_Stated task:_ Identify every line below that contains the word "flower" and copy each of those lines.

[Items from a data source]
________________

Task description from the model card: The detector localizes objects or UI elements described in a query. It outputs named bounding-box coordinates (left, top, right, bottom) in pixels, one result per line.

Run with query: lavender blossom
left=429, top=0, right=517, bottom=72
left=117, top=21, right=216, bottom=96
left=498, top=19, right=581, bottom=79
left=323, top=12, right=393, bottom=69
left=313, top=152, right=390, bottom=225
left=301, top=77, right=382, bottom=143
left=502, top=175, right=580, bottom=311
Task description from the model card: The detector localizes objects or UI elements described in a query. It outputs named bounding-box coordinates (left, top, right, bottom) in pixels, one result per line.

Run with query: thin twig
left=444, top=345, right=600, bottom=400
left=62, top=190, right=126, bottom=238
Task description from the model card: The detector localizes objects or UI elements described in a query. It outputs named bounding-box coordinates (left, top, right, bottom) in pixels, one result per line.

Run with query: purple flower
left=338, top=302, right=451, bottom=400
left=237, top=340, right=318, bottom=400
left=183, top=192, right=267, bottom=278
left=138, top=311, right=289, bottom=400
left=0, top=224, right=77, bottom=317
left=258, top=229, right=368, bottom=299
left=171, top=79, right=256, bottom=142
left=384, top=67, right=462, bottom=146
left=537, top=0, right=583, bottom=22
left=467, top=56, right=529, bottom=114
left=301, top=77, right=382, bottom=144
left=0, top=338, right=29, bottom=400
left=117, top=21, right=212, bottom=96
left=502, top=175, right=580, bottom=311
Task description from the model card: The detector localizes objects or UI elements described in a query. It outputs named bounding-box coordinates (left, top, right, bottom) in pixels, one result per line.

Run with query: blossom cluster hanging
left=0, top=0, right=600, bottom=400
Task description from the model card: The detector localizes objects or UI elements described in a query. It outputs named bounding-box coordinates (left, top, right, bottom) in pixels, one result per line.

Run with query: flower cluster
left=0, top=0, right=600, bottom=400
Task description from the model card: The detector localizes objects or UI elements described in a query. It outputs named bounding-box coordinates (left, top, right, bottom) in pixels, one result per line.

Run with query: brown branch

________________

_Answer to this task:_
Run with query: purple flower
Run with query: flower cluster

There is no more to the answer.